* WORKING DATA:
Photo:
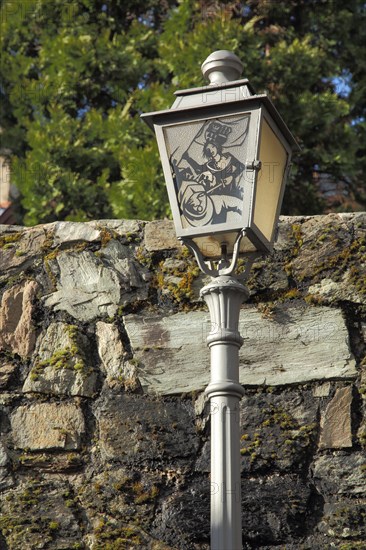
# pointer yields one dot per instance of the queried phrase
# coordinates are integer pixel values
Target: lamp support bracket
(224, 267)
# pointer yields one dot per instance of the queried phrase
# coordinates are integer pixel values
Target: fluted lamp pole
(225, 153)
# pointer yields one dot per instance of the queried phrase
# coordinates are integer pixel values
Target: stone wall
(104, 429)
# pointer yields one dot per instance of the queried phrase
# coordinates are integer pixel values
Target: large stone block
(47, 426)
(60, 366)
(133, 428)
(299, 344)
(336, 429)
(17, 331)
(86, 289)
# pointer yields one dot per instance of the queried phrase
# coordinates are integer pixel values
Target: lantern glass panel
(207, 160)
(274, 158)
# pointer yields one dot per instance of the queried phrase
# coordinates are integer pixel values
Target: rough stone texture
(59, 366)
(104, 427)
(86, 288)
(340, 474)
(113, 357)
(335, 424)
(48, 426)
(69, 232)
(160, 235)
(17, 331)
(297, 345)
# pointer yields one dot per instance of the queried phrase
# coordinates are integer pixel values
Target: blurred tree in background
(76, 74)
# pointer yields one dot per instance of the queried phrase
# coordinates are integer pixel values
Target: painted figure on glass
(208, 176)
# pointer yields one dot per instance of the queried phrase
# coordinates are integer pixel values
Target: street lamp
(226, 154)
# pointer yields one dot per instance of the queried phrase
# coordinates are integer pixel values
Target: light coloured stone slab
(160, 235)
(322, 390)
(122, 227)
(300, 345)
(47, 426)
(86, 288)
(17, 331)
(68, 232)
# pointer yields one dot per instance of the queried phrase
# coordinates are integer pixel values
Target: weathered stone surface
(124, 228)
(17, 332)
(334, 291)
(322, 390)
(86, 288)
(346, 521)
(160, 235)
(340, 474)
(278, 432)
(135, 473)
(336, 430)
(113, 357)
(42, 426)
(132, 276)
(183, 520)
(39, 515)
(6, 373)
(125, 421)
(23, 248)
(298, 345)
(71, 232)
(276, 505)
(60, 366)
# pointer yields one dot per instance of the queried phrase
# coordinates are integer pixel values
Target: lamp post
(226, 154)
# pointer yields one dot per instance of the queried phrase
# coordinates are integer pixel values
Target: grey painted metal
(224, 296)
(222, 66)
(225, 96)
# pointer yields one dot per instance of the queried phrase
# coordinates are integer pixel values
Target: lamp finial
(222, 66)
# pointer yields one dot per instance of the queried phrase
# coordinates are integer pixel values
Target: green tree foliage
(76, 74)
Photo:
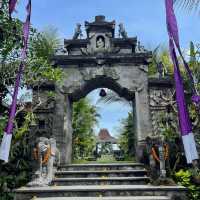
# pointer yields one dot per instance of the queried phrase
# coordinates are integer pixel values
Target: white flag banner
(190, 147)
(5, 147)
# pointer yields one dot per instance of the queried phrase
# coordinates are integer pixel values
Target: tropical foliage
(85, 118)
(38, 70)
(127, 136)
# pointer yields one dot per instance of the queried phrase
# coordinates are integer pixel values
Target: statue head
(100, 42)
(43, 144)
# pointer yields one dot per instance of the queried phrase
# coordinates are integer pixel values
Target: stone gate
(101, 60)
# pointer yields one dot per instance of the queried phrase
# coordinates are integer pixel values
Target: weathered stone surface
(95, 191)
(101, 173)
(108, 198)
(113, 166)
(102, 181)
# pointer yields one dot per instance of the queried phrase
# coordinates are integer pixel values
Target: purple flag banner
(12, 5)
(6, 141)
(172, 28)
(184, 120)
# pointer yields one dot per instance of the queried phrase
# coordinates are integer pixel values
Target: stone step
(108, 198)
(96, 166)
(26, 193)
(101, 173)
(102, 181)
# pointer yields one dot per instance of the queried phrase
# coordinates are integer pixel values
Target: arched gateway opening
(100, 60)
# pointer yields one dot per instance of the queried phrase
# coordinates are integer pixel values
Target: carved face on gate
(100, 42)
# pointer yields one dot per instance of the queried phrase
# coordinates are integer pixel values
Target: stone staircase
(119, 181)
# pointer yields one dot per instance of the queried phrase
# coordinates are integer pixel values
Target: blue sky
(142, 18)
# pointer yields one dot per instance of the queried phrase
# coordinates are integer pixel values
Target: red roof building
(104, 136)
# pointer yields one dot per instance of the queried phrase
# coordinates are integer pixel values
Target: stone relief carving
(139, 48)
(92, 73)
(122, 31)
(99, 44)
(162, 104)
(47, 156)
(78, 32)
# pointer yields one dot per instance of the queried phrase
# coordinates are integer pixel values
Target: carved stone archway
(100, 60)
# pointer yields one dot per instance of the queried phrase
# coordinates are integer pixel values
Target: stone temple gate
(101, 60)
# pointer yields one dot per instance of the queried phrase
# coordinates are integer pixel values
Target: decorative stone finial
(100, 18)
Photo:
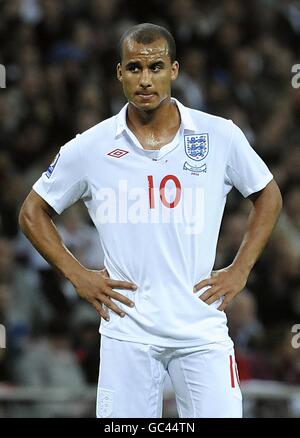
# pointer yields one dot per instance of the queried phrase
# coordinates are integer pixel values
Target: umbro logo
(117, 153)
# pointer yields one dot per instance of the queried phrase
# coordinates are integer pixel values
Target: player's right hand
(98, 289)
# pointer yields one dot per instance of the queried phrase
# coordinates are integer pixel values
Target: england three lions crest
(196, 146)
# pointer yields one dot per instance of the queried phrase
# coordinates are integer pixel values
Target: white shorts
(131, 380)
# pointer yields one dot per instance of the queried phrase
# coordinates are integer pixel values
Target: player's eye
(156, 67)
(133, 68)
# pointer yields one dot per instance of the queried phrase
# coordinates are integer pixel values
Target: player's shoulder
(211, 122)
(101, 132)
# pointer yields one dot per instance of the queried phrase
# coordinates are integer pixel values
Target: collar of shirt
(187, 123)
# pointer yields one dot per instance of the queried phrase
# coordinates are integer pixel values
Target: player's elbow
(26, 216)
(277, 198)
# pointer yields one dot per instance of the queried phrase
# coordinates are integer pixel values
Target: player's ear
(174, 70)
(119, 72)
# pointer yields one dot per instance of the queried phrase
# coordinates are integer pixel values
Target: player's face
(146, 73)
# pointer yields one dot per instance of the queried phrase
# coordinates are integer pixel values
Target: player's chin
(147, 104)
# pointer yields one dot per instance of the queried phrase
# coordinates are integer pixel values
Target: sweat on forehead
(159, 47)
(146, 35)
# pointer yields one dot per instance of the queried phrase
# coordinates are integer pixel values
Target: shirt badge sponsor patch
(52, 166)
(194, 169)
(117, 153)
(196, 146)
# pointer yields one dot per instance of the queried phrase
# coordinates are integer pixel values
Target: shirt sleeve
(64, 182)
(245, 170)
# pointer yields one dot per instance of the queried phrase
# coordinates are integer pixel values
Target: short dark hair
(147, 33)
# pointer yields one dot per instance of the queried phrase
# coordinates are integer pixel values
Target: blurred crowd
(236, 61)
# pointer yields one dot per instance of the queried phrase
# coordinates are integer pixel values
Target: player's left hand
(225, 283)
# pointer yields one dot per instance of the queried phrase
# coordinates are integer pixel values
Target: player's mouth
(146, 96)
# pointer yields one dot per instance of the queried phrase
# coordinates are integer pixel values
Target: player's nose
(145, 79)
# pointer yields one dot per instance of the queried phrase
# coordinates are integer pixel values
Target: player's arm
(36, 222)
(228, 282)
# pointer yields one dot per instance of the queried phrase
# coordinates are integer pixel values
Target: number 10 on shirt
(162, 191)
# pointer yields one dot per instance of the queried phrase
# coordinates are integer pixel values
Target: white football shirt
(158, 214)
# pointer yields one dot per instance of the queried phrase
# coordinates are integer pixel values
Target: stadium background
(236, 59)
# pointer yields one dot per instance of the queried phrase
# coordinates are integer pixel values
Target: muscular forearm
(39, 228)
(262, 219)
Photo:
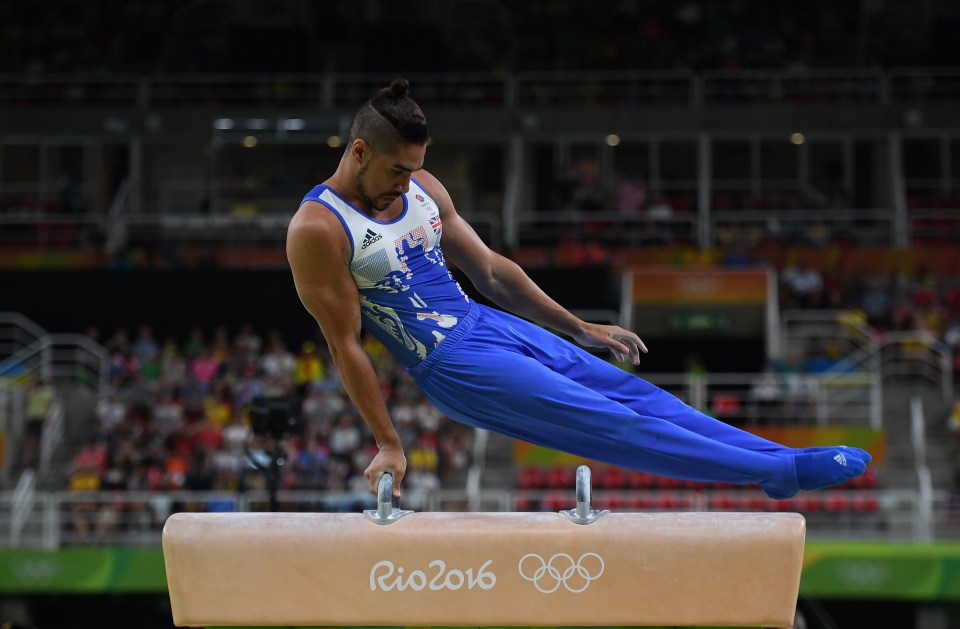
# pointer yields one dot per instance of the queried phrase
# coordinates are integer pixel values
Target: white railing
(16, 332)
(915, 353)
(859, 85)
(609, 228)
(774, 398)
(71, 357)
(918, 430)
(12, 419)
(136, 518)
(52, 434)
(22, 501)
(859, 226)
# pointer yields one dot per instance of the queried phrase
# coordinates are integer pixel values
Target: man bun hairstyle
(390, 118)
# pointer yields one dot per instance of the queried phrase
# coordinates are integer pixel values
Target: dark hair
(390, 118)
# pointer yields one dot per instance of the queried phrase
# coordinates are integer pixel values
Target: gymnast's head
(387, 143)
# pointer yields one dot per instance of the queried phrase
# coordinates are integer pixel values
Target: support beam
(482, 569)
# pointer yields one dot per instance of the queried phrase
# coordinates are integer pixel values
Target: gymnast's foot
(826, 468)
(859, 453)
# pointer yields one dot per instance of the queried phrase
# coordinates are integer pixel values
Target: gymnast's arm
(505, 283)
(318, 252)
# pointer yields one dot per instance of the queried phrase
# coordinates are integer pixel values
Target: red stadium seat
(531, 477)
(558, 500)
(837, 500)
(721, 501)
(752, 500)
(560, 477)
(867, 480)
(611, 477)
(865, 503)
(807, 503)
(639, 480)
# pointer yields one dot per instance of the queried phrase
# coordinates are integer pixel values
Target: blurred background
(767, 192)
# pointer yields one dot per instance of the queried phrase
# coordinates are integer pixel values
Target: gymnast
(364, 249)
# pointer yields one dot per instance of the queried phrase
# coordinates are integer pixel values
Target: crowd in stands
(544, 35)
(177, 418)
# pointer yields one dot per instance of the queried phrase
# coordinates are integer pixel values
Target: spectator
(803, 284)
(279, 367)
(39, 398)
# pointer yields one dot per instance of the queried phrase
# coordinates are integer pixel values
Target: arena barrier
(574, 568)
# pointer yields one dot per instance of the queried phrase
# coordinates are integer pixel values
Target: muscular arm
(318, 252)
(505, 283)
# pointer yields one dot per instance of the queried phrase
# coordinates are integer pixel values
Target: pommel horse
(388, 567)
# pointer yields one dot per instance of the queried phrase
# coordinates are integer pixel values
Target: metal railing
(780, 398)
(610, 228)
(52, 434)
(914, 353)
(136, 518)
(22, 502)
(857, 226)
(918, 432)
(479, 89)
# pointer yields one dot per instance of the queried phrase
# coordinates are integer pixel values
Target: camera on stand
(273, 418)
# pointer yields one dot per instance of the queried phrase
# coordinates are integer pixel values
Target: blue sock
(859, 453)
(817, 470)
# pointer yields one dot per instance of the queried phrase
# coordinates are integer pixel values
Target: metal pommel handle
(583, 514)
(385, 512)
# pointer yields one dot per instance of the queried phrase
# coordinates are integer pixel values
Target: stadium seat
(531, 477)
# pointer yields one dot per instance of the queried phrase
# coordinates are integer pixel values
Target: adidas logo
(369, 238)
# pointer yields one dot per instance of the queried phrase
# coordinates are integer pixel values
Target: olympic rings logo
(561, 569)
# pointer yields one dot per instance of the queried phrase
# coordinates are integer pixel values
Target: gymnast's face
(382, 176)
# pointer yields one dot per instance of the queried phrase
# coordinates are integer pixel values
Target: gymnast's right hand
(389, 459)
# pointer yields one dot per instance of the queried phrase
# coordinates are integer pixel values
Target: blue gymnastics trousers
(501, 373)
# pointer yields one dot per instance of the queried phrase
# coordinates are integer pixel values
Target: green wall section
(892, 571)
(849, 570)
(82, 571)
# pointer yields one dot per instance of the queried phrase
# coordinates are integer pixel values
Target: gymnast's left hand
(391, 459)
(623, 343)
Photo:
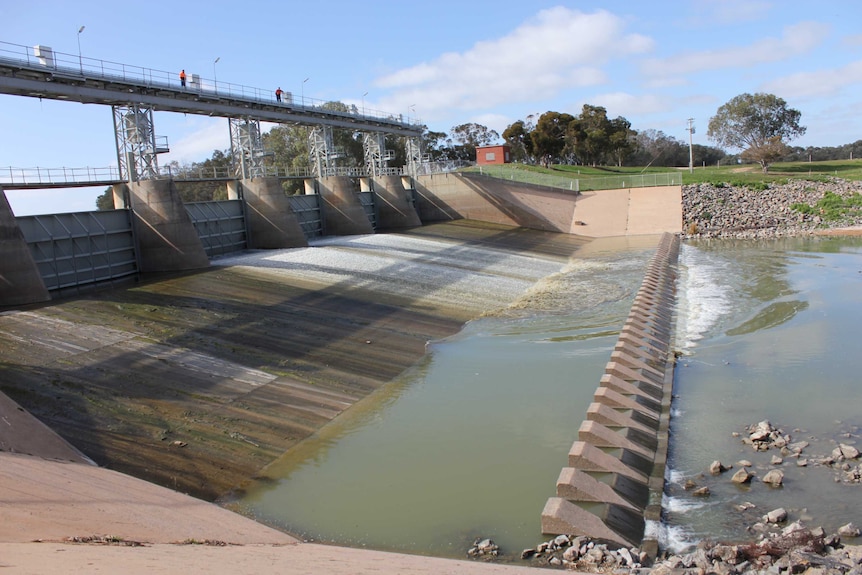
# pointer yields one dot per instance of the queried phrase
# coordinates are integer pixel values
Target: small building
(492, 154)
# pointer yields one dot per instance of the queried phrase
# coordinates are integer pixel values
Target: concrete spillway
(615, 477)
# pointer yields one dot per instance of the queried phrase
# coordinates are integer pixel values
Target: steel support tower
(246, 148)
(137, 144)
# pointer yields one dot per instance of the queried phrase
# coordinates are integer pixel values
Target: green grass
(606, 177)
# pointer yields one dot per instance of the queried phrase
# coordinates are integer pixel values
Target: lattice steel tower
(246, 148)
(137, 144)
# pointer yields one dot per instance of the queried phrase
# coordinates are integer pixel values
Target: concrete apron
(615, 478)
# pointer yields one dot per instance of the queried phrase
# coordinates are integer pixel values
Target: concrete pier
(625, 433)
(20, 281)
(394, 204)
(269, 218)
(166, 236)
(342, 212)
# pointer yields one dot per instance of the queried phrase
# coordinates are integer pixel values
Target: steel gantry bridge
(134, 93)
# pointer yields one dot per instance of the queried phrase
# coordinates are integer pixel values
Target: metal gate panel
(367, 200)
(220, 226)
(81, 248)
(306, 208)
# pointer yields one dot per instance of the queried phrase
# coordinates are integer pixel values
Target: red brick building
(492, 154)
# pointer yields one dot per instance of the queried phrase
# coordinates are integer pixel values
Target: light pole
(80, 60)
(690, 149)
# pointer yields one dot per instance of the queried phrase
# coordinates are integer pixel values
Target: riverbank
(724, 211)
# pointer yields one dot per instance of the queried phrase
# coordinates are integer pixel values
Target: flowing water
(470, 442)
(770, 331)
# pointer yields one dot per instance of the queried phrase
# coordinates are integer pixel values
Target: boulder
(742, 476)
(775, 477)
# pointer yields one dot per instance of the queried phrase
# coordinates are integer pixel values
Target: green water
(775, 335)
(470, 443)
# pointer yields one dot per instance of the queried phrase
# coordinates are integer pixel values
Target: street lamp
(690, 149)
(80, 60)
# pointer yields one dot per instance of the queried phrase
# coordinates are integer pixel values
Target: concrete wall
(615, 477)
(394, 204)
(636, 211)
(342, 213)
(167, 238)
(20, 280)
(270, 220)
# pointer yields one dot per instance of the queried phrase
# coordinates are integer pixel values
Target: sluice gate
(615, 475)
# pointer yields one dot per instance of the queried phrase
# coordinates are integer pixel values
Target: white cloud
(819, 83)
(795, 40)
(213, 134)
(556, 50)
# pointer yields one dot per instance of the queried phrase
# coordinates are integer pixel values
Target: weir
(615, 477)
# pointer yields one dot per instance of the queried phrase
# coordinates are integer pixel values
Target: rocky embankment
(725, 211)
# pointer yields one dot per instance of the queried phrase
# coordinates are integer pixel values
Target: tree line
(758, 125)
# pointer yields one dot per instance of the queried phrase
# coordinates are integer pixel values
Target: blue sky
(445, 62)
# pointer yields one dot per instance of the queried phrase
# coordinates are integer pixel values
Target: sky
(443, 63)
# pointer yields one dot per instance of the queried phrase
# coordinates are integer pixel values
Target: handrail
(42, 58)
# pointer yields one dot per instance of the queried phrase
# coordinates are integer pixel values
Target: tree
(517, 135)
(588, 135)
(549, 136)
(758, 123)
(471, 135)
(622, 142)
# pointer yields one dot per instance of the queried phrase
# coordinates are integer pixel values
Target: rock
(742, 476)
(776, 516)
(626, 556)
(848, 451)
(774, 477)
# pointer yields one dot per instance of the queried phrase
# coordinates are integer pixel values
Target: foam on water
(675, 539)
(705, 295)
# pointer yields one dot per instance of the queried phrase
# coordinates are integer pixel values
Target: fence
(514, 174)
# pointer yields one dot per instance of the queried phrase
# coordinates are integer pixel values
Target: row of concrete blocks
(615, 477)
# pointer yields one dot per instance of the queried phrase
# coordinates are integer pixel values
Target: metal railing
(514, 174)
(58, 176)
(43, 58)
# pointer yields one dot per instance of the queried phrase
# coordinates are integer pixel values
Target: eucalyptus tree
(758, 124)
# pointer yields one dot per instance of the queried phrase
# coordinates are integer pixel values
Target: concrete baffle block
(562, 516)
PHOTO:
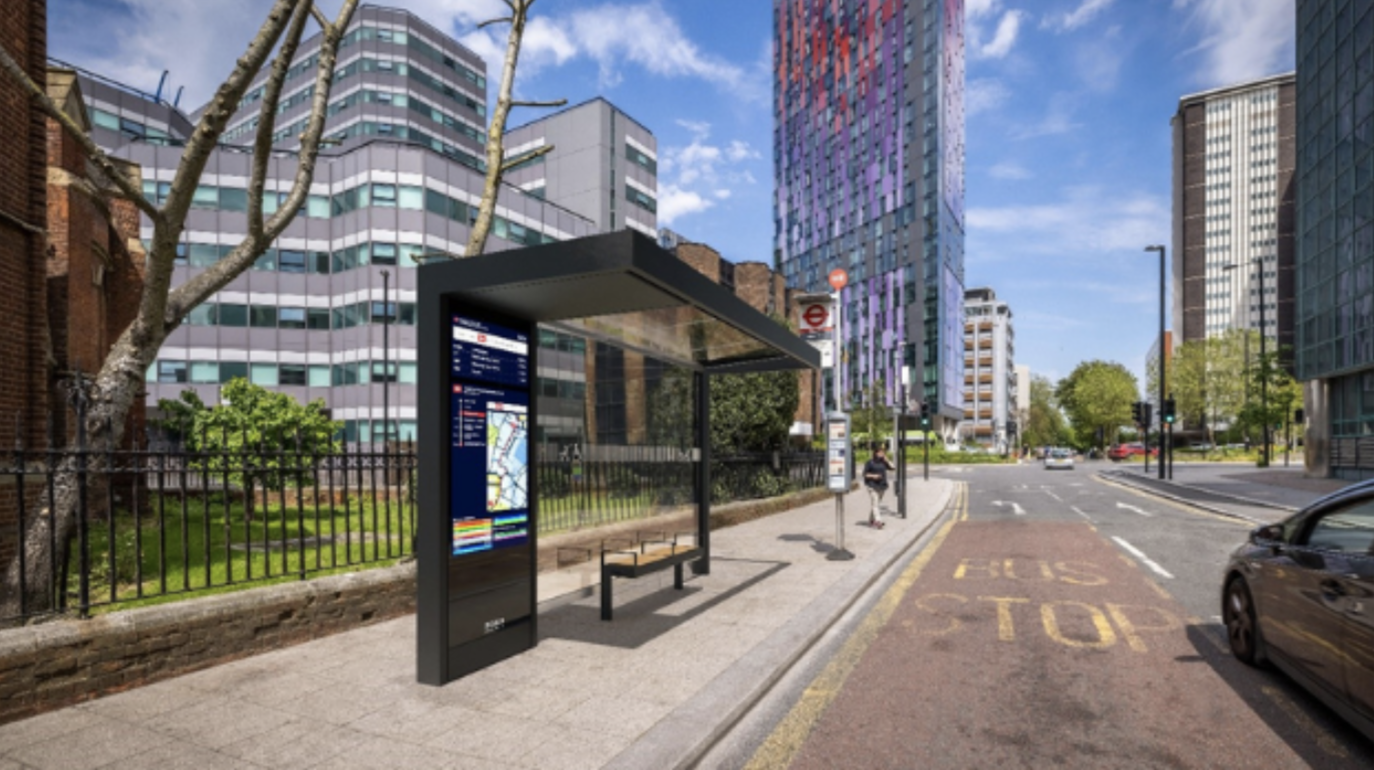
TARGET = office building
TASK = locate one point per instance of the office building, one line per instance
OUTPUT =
(989, 376)
(1233, 211)
(1334, 341)
(329, 312)
(869, 178)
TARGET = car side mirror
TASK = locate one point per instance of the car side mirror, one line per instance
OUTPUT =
(1267, 535)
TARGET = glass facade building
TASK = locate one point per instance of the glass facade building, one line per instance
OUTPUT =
(329, 312)
(1336, 233)
(869, 176)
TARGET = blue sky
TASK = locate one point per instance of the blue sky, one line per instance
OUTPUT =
(1068, 136)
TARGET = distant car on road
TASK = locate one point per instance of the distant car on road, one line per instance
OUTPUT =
(1060, 458)
(1125, 451)
(1301, 594)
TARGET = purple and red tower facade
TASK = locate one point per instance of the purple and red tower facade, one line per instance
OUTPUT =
(869, 176)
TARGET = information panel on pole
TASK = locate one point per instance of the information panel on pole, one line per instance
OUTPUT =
(838, 457)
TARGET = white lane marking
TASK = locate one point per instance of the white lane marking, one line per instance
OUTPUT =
(1141, 556)
(1135, 509)
(1016, 508)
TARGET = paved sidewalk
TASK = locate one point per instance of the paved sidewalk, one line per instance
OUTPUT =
(650, 689)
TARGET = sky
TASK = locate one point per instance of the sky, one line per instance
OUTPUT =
(1068, 123)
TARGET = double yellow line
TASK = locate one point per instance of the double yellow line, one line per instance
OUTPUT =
(790, 734)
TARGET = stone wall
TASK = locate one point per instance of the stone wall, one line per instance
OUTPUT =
(57, 664)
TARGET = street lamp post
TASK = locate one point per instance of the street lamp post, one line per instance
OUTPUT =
(1163, 359)
(1264, 380)
(386, 356)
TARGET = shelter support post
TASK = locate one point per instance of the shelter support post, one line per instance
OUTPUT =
(702, 565)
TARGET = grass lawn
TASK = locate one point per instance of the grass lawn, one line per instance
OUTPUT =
(208, 542)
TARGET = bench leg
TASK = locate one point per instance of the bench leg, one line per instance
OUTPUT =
(605, 594)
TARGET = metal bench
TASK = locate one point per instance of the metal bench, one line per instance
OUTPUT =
(650, 556)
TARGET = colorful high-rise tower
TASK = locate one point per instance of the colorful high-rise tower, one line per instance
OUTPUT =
(869, 176)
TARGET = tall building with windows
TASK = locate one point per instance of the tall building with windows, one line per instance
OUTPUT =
(1233, 211)
(1334, 322)
(603, 165)
(329, 311)
(869, 176)
(989, 371)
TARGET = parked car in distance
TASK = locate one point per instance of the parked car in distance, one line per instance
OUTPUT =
(1060, 458)
(1297, 594)
(1125, 451)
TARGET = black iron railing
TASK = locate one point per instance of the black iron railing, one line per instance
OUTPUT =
(124, 525)
(158, 521)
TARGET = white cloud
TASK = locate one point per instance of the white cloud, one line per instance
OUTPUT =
(643, 36)
(984, 95)
(1009, 171)
(675, 202)
(1073, 19)
(1003, 39)
(1057, 120)
(1242, 39)
(695, 176)
(1086, 223)
(199, 47)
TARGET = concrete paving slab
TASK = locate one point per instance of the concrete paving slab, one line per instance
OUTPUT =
(649, 689)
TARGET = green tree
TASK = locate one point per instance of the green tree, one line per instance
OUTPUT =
(257, 437)
(1097, 395)
(1277, 406)
(1044, 422)
(752, 413)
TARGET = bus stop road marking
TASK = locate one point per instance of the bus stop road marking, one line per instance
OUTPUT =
(1024, 642)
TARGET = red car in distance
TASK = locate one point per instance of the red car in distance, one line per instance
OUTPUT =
(1127, 451)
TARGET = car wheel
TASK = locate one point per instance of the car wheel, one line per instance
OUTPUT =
(1242, 631)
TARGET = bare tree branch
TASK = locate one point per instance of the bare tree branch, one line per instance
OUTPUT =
(217, 113)
(554, 103)
(319, 17)
(495, 156)
(267, 116)
(238, 260)
(95, 153)
(526, 157)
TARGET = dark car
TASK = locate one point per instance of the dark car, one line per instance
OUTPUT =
(1125, 451)
(1301, 594)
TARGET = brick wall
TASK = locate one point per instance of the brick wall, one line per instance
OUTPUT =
(24, 392)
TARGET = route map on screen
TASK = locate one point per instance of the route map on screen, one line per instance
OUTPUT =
(489, 442)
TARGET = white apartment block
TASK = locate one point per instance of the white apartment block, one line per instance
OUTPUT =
(989, 380)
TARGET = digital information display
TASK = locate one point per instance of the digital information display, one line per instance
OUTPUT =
(489, 440)
(488, 352)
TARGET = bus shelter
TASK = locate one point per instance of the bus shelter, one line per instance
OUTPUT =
(477, 414)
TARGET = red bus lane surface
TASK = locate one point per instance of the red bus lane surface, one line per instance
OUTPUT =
(1031, 644)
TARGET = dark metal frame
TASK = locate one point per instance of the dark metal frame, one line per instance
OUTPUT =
(601, 275)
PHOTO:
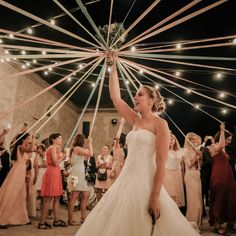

* GIVEN TASK: Copy the lines from the one that contains "TARGET = digital information display" through the one that contains "(1031, 644)", both included, keeping every character the same.

* TASK RESPONSE:
TARGET = digital information display
TASK = locate one point per instance of the digital information display, one line per instance
OUTPUT =
(489, 440)
(488, 352)
TARGET = bus shelter
TASK = locate one point per instance of the bus shelter, one line per instance
OUTPUT =
(477, 414)
TARGET = red bus lane surface
TASK = locate one point per instance of the red bus lane surface, one line per instance
OUTPUT =
(1031, 644)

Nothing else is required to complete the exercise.